— START OF DATA PROVIDED —

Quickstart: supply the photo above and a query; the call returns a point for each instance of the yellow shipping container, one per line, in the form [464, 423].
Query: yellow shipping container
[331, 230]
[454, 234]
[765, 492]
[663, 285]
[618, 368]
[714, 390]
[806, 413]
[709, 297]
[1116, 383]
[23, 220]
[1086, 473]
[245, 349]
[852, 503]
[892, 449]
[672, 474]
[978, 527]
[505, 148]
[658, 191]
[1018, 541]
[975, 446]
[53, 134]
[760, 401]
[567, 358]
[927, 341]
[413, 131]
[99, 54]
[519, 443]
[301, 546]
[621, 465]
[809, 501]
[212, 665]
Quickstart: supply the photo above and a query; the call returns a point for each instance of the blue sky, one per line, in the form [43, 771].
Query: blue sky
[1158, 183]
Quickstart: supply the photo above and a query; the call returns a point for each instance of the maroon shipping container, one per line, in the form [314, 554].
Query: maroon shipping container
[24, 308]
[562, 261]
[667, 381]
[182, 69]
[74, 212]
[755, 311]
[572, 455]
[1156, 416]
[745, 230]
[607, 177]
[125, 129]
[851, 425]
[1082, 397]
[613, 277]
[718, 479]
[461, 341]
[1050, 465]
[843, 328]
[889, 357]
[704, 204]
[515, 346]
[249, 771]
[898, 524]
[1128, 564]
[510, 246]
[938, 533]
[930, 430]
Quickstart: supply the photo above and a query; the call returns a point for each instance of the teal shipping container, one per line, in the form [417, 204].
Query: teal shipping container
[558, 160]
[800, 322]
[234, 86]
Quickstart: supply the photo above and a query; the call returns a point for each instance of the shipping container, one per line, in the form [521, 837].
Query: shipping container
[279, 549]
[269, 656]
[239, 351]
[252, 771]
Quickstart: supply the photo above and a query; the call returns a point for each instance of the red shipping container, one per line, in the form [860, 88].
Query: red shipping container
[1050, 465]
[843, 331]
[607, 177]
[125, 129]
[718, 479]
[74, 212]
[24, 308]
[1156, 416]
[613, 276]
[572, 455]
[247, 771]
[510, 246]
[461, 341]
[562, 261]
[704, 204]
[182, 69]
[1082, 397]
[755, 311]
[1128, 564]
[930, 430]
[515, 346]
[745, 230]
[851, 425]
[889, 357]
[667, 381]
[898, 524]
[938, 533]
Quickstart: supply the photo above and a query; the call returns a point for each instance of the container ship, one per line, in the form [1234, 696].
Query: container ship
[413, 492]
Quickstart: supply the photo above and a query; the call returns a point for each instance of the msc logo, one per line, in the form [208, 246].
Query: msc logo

— END OF DATA PROVIDED —

Can you output every line of the items above as a numbered list, dropping any blank lines?

1. Quickstart: supply the photo above and a query; the call returns a point for each instance of the yellow shipping container, one per line, in the form [464, 423].
2. Query: yellow shipping container
3. [331, 230]
4. [454, 234]
5. [765, 492]
6. [663, 285]
7. [618, 368]
8. [714, 390]
9. [806, 413]
10. [709, 297]
11. [1116, 383]
12. [23, 220]
13. [1086, 473]
14. [245, 349]
15. [852, 503]
16. [892, 449]
17. [672, 474]
18. [978, 527]
19. [505, 148]
20. [658, 191]
21. [1018, 541]
22. [975, 446]
23. [53, 134]
24. [760, 401]
25. [567, 358]
26. [927, 341]
27. [413, 131]
28. [99, 54]
29. [519, 443]
30. [301, 546]
31. [621, 465]
32. [809, 501]
33. [212, 665]
34. Quickstart: supply the photo above and a query; the call returns a point for each instance of the blue sky, one per line, in the form [43, 771].
35. Query: blue sky
36. [1158, 183]
37. Quickstart: supply the photo above and a query; the call returns a point for each instance of the maroon shipping container, one per line, in the form [314, 554].
38. Query: maroon shipping container
39. [24, 308]
40. [562, 261]
41. [667, 381]
42. [182, 69]
43. [74, 212]
44. [755, 311]
45. [572, 455]
46. [1156, 416]
47. [745, 230]
48. [607, 177]
49. [125, 129]
50. [851, 425]
51. [1082, 397]
52. [613, 277]
53. [718, 479]
54. [461, 341]
55. [1050, 465]
56. [843, 328]
57. [889, 357]
58. [704, 204]
59. [515, 346]
60. [249, 771]
61. [898, 524]
62. [1128, 564]
63. [510, 246]
64. [938, 533]
65. [930, 430]
66. Quickstart: supply the photo above and a query; the call returns a point for each instance of the teal shipping container, one per line, in the form [417, 204].
67. Query: teal shipping container
68. [558, 160]
69. [800, 322]
70. [234, 86]
71. Quickstart: supply the photo above and a query; the call returns a point for each instance of the shipping container, one per line, in the form [521, 837].
72. Query: shipping container
73. [279, 549]
74. [269, 656]
75. [239, 351]
76. [252, 771]
77. Quickstart: supply the photo above and a query; the call returns a point for each instance of the red shipping container, one per line, in the form [860, 88].
78. Query: red shipping container
79. [1050, 465]
80. [843, 331]
81. [607, 177]
82. [125, 129]
83. [718, 479]
84. [74, 212]
85. [24, 308]
86. [1156, 416]
87. [613, 276]
88. [572, 455]
89. [247, 771]
90. [510, 246]
91. [461, 341]
92. [562, 261]
93. [704, 204]
94. [182, 69]
95. [1082, 397]
96. [755, 311]
97. [1128, 564]
98. [930, 430]
99. [515, 346]
100. [745, 230]
101. [851, 425]
102. [889, 357]
103. [667, 381]
104. [898, 524]
105. [938, 533]
106. Quickstart: supply the photo above and a query; the call returns a point for each instance of the container ship, one per line, in the form [1234, 696].
107. Query: container ship
108. [413, 492]
109. Quickstart: supply the photo above and a query; the call returns a point for each instance of the msc logo, one per line, in the form [208, 246].
110. Query: msc logo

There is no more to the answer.